WHAT TO WORK ON: Can you reproduce the page text below on the FUTON sepsis mortality project word for word, from its first line to its last?

PAGE TEXT:
# # # #
This is the home of my Master's thesis research project: FUTON, a proposed model for using Q-Learning to predict mortality in Sepsis patients.
The data for this project relies on several other research databases and projects to work.
- Access to the database MIMIC-III is required to perform the Machine Learning (ML) techniques in this repo. Information on accessing MIMIC-III can be found here https://mimic.physionet.org/gettingstarted/access/.
- After Access is granted, the MIMIC-III table must be created and loaded in PostgreSQL, scripts are provided here: https://github.com/MIT-LCP/mimic- code/tree/master/buildmimic/postgres
- These scripts are run through Juptyer Notebook using the Anaconda distribution + launcher. This can be found here: https://www.anaconda.com/products/individualhttps://www.anaconda.com/products/individual
- Several packages required to run these scripts require some popular packages (NumPy, Pandas, MatPlotLib, Shelve) and some uncommon libraries (pymdptoolbox), for those not installed on your local version, the Anaconda Prompt provided by the Anaconda distribution can be used to install anything missing using pip install nameofpackage
- As the whole point of having the MIMIC-III database behind a certificate-locked access wall is to avoid public access, the Komoroski scripts located here: https://github.com/matthieukomorowski/AI_Clinician can be run in order to create an Excel file with the desired patient data and format used here. Be Warned: This process can take several hours due to the amount of data being parsed and the languages being used
- Download the full repo from github
- Run everything in AIClinician_Data_extract_MIMIC3_140219.ipynb, installing any missing packages using the above stated methods
- Run AIClinician_sepsis3_def_160219.m
- Run AIClinician_MIMIC3_dataset_160219.m, but append a line to the very end of the file reading
writetable(MIMICtable,'patient_data.csv','Delimiter',',');
- This will extract the necessary file patient_data.csv used for the experiments here
- The remainder of this repo is Juptyer Scripts and excess files used to run those materials.
# # # #
GIVEN DATA:
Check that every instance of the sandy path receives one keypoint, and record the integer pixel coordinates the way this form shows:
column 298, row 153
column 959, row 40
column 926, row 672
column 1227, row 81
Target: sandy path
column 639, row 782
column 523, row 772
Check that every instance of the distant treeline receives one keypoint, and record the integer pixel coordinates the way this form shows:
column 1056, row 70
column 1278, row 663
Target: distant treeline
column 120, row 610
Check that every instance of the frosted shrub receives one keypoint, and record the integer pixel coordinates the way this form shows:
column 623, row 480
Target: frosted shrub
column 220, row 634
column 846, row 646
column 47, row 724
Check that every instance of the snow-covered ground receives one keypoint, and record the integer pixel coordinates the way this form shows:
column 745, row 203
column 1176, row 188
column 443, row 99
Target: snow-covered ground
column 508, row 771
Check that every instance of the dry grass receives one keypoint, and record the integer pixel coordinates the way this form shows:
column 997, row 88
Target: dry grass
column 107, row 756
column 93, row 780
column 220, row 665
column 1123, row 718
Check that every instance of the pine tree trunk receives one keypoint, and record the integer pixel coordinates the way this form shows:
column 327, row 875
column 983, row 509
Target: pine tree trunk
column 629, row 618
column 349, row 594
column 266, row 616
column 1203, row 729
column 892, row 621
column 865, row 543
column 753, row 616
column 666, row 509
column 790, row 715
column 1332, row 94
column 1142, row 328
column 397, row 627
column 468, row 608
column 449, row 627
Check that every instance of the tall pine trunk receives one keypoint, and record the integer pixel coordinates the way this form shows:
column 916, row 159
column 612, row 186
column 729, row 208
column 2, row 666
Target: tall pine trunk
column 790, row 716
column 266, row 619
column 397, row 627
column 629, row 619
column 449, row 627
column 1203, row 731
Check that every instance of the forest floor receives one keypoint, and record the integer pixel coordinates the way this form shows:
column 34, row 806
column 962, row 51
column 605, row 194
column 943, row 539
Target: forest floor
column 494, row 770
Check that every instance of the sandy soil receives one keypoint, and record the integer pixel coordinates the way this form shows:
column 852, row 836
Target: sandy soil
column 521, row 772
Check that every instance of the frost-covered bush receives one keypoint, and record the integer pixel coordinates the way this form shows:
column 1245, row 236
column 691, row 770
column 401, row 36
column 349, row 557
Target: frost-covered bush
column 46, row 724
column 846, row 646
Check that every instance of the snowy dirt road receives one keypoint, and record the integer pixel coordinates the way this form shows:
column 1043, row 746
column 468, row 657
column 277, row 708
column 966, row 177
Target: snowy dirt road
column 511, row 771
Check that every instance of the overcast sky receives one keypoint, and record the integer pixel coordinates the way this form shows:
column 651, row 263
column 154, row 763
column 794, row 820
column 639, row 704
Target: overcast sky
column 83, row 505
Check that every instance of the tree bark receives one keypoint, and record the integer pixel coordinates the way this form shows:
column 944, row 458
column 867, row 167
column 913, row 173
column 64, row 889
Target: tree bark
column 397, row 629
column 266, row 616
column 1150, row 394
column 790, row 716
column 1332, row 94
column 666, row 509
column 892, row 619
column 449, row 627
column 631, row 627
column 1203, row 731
# # # #
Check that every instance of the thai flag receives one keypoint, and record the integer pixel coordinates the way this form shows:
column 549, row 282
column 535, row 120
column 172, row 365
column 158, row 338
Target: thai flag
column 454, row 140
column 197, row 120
# # # #
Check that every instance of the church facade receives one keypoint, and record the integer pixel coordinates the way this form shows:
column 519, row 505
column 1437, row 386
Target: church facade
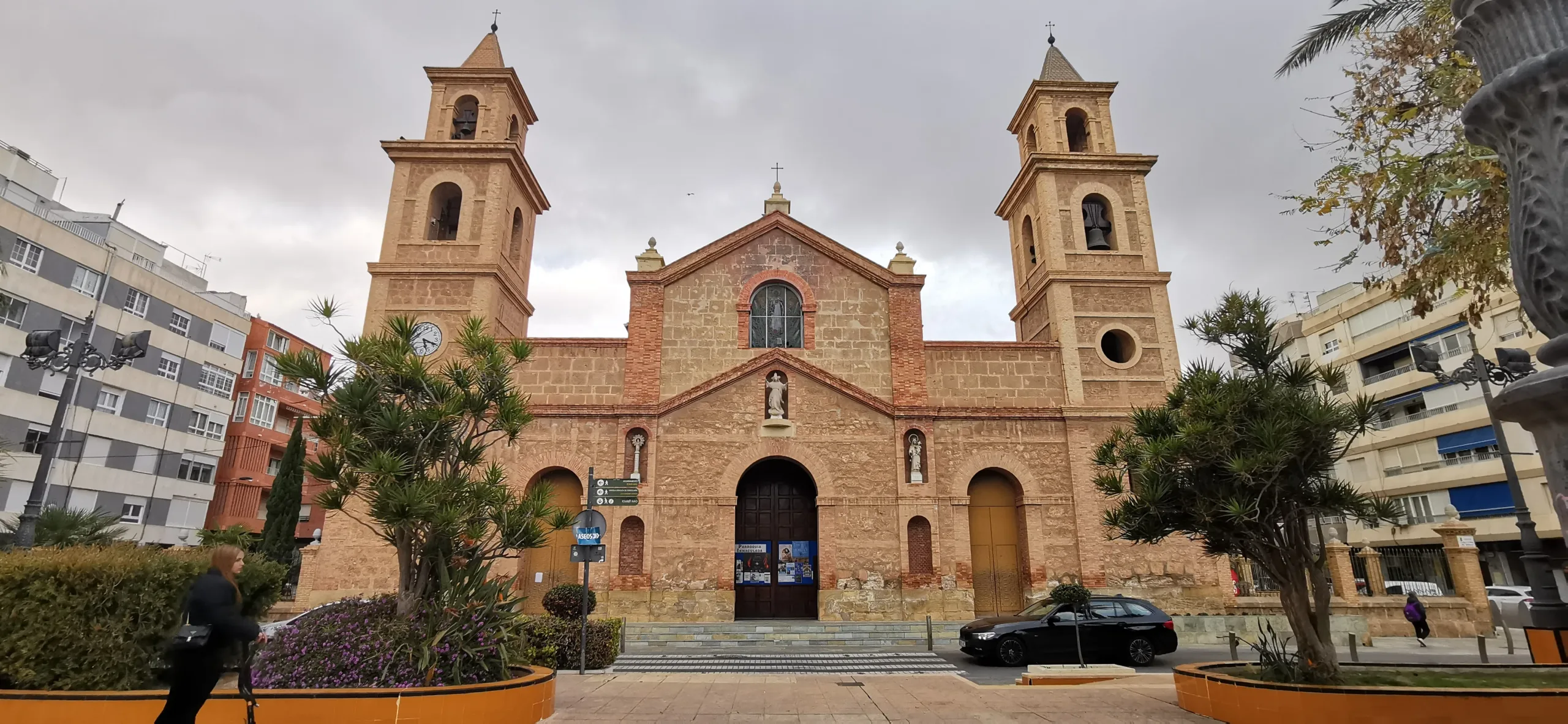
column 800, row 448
# # # #
REPLY:
This is the home of my Master's thesis research project: FUTON, a proposed model for using Q-Learning to predict mortality in Sepsis patients.
The data for this project relies on several other research databases and projects to work.
- Access to the database MIMIC-III is required to perform the Machine Learning (ML) techniques in this repo. Information on accessing MIMIC-III can be found here https://mimic.physionet.org/gettingstarted/access/.
- After Access is granted, the MIMIC-III table must be created and loaded in PostgreSQL, scripts are provided here: https://github.com/MIT-LCP/mimic- code/tree/master/buildmimic/postgres
- These scripts are run through Juptyer Notebook using the Anaconda distribution + launcher. This can be found here: https://www.anaconda.com/products/individualhttps://www.anaconda.com/products/individual
- Several packages required to run these scripts require some popular packages (NumPy, Pandas, MatPlotLib, Shelve) and some uncommon libraries (pymdptoolbox), for those not installed on your local version, the Anaconda Prompt provided by the Anaconda distribution can be used to install anything missing using pip install nameofpackage
- As the whole point of having the MIMIC-III database behind a certificate-locked access wall is to avoid public access, the Komoroski scripts located here: https://github.com/matthieukomorowski/AI_Clinician can be run in order to create an Excel file with the desired patient data and format used here. Be Warned: This process can take several hours due to the amount of data being parsed and the languages being used
- Download the full repo from github
- Run everything in AIClinician_Data_extract_MIMIC3_140219.ipynb, installing any missing packages using the above stated methods
- Run AIClinician_sepsis3_def_160219.m
- Run AIClinician_MIMIC3_dataset_160219.m, but append a line to the very end of the file reading
writetable(MIMICtable,'patient_data.csv','Delimiter',',');
- This will extract the necessary file patient_data.csv used for the experiments here
- The remainder of this repo is Juptyer Scripts and excess files used to run those materials.